• **PROBLEM STATEMENT**
Return each line of the data below unchanged, please.

• **EXCERPTED RECORDS**
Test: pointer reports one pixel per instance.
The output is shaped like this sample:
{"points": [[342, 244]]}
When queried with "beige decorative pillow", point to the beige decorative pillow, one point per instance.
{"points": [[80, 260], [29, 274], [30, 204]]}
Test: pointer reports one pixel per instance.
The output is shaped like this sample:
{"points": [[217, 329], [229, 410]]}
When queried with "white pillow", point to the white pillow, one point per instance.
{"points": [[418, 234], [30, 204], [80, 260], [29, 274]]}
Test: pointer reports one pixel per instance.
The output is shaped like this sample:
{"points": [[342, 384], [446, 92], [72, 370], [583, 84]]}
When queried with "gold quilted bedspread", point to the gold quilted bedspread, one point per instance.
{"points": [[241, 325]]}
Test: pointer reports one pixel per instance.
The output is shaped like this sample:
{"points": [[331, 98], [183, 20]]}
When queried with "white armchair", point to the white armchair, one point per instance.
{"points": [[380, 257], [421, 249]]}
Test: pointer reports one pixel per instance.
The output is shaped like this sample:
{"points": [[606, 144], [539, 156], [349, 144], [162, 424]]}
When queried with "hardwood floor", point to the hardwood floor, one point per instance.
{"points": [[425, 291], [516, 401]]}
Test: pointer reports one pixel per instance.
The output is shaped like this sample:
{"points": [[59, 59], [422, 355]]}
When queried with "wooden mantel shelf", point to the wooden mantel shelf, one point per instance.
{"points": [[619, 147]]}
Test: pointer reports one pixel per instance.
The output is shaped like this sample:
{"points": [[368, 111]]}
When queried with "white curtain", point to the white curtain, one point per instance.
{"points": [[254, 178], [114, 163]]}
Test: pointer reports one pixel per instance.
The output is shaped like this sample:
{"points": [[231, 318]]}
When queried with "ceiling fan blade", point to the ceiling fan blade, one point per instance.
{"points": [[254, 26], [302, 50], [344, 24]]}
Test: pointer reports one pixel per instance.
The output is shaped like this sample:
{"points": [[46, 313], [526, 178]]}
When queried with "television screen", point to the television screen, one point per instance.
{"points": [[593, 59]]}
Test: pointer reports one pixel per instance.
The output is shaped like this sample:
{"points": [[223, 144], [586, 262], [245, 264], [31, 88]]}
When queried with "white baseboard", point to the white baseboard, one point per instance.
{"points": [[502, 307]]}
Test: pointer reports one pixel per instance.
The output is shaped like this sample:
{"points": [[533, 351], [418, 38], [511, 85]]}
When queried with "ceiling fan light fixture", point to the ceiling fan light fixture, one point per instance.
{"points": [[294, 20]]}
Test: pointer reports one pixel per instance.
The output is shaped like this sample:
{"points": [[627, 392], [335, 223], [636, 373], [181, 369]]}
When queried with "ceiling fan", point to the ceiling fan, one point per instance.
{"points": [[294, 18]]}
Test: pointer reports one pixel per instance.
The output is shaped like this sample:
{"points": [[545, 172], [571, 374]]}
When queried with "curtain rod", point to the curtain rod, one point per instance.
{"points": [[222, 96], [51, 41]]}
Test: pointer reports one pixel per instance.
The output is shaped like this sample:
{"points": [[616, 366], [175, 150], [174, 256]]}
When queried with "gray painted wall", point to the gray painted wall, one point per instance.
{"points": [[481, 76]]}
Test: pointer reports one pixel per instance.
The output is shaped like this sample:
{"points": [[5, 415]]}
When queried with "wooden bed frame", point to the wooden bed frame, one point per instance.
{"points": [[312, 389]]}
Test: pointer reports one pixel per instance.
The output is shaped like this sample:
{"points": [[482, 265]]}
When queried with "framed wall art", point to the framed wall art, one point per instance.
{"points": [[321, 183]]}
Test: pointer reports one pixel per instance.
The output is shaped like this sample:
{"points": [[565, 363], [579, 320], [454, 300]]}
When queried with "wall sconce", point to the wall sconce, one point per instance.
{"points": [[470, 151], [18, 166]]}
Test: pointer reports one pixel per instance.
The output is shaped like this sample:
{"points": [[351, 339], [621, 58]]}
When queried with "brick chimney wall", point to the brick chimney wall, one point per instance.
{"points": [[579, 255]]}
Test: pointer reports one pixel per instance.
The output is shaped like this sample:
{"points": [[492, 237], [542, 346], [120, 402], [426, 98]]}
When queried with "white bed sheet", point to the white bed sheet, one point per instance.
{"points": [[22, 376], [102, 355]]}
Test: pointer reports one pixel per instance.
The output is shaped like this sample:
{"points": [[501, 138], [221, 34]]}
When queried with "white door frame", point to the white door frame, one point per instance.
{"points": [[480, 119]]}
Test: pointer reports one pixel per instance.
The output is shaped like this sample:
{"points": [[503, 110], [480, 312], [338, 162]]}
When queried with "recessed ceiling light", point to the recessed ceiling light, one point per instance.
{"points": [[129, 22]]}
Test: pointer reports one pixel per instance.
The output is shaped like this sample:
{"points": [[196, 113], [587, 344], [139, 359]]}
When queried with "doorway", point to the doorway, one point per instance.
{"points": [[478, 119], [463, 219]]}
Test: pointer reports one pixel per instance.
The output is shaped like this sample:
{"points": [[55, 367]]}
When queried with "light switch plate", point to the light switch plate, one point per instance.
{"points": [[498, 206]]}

• **TASK RESULT**
Test: pointer reports one pixel per instance.
The output is shaped like this sample:
{"points": [[342, 244]]}
When queried with "beige decorative pillow", point to the beige decorative pillow, one point per instance.
{"points": [[80, 260], [29, 274], [30, 204]]}
Test: pointer reports one pixel per instance.
The output is shaped like this sample:
{"points": [[217, 329], [229, 410]]}
When queried with "white pillow", point to the white pillow, one point per instance.
{"points": [[418, 234], [30, 204], [80, 260], [29, 274]]}
Test: pointer reports one pixel per instance.
The output is shaped like this sample:
{"points": [[342, 384], [446, 92], [72, 370], [583, 84]]}
When queried with "gold quilted bedspread", point to the gold quilted bedspread, one point per instance.
{"points": [[241, 325]]}
Test: pointer reports one pixel per instance.
The output is shaped like this sample:
{"points": [[331, 98], [183, 20]]}
When queried with "white armchair", point to the white armchair, one point per instance.
{"points": [[380, 257], [421, 249]]}
Test: pointer reports one pixel per instance.
The output is shaped like this sample:
{"points": [[606, 144], [539, 156], [349, 144], [162, 424]]}
When queried with "hardwood floor", point to the hardwood floor, one point per instance.
{"points": [[425, 291], [516, 401]]}
Test: pointer reports one pixel per instance.
The output is shaped like this sample:
{"points": [[59, 59], [422, 355]]}
When queried with "wooden mantel shelf", point to the wooden mantel shelf, one point per instance.
{"points": [[619, 147]]}
Test: pointer reports one pixel per instance.
The output is shaped like this sample:
{"points": [[368, 111]]}
When queried with "white curtain", point to the white curtain, one point per instance.
{"points": [[254, 178], [114, 163]]}
Test: pointer reports one pixel per instance.
The output is shaped like this sample:
{"points": [[231, 318]]}
When queried with "ceiling fan blade", point to the ceiling fan blade, one point per instance.
{"points": [[254, 26], [302, 50], [344, 24]]}
Test: pointer reports one pixel per instance.
The output is shaped like this sample:
{"points": [[46, 313], [526, 178]]}
When queried with "television screen", point to the television screen, one point per instance.
{"points": [[593, 59]]}
Test: pointer reports one pixel per instance.
The output is shaped like this sample:
{"points": [[223, 144], [586, 262], [245, 264], [31, 88]]}
When queried with "white baseboard", point to the white baseboard, one point per instance.
{"points": [[502, 307]]}
Test: pointer reports one pixel per instance.
The output is shaped like this sample:
{"points": [[533, 351], [418, 38], [511, 85]]}
When queried with "ceiling fan light fixture", point to the ceiling fan light fixture, one point per instance.
{"points": [[294, 20]]}
Test: pointer reports one pixel per instance.
The output is shaped like this sample:
{"points": [[627, 392], [335, 223], [636, 373], [181, 369]]}
When queried with "ceiling fan", point to the ceiling fan, one point per instance.
{"points": [[294, 18]]}
Test: pointer reports one pixel per instance.
The output is shaped like this sample:
{"points": [[545, 172], [571, 374]]}
When queried with "curtain rod", point to the curtain rod, one point per instance.
{"points": [[222, 96], [51, 41]]}
Test: pointer reports one pixel per instance.
The output is shaped like this sample:
{"points": [[616, 366], [175, 150], [174, 256]]}
When queried with "gray painted wall", point to the gray painted wall, one point per instance.
{"points": [[481, 76]]}
Test: pointer reports one pixel per instance.
The output is shaped like this sample:
{"points": [[5, 415]]}
When queried with "wooden bed frame", point to the wooden bed frame, one point per instance.
{"points": [[312, 389]]}
Test: pointer reports one pixel per instance.
The output is shaped like this sample:
{"points": [[482, 265]]}
When queried with "framed wall art", point to the framed wall art, one point per instance.
{"points": [[321, 183]]}
Test: pointer reports one pixel per instance.
The output is shaped like this sample:
{"points": [[565, 363], [579, 320], [454, 300]]}
When queried with "wall sconce", point to the wall sconce, one point per instance.
{"points": [[470, 151], [18, 166]]}
Test: pointer reports one pixel per instance.
The output is shaped like this sample:
{"points": [[351, 339], [621, 58]]}
When queried with "brick chimney wall", point to the brick chimney wall, one point per instance.
{"points": [[579, 255]]}
Test: pointer reports one pixel per instance.
The output is shaped like this sample:
{"points": [[492, 237], [542, 346], [120, 402], [426, 98]]}
When queried with "white bed sheet", point to the white bed sheet, one point per instance.
{"points": [[22, 376], [102, 355]]}
Test: pointer reports one pixel per instance.
The output is shaped like this sample:
{"points": [[501, 138], [221, 34]]}
When queried with "white door frame", point to the white door frame, one point per instance.
{"points": [[480, 119]]}
Test: pointer reports one pixel per instance.
The output is shaped like this sample:
{"points": [[503, 110], [480, 312], [338, 162]]}
When queried with "recessed ceiling light", point to the recessed ceiling light, one point per instance.
{"points": [[129, 22]]}
Test: pointer reports one pixel per instance.
The output is shaped like this sample:
{"points": [[196, 113], [587, 344], [139, 359]]}
When queried with "doorway", point to the doorway, one point per instance.
{"points": [[478, 119], [463, 219]]}
Test: pointer reports one pixel per instance.
The output is shaped like this sample:
{"points": [[55, 367]]}
When queried with "light switch plate", point to the light switch plate, one point per instance.
{"points": [[498, 206]]}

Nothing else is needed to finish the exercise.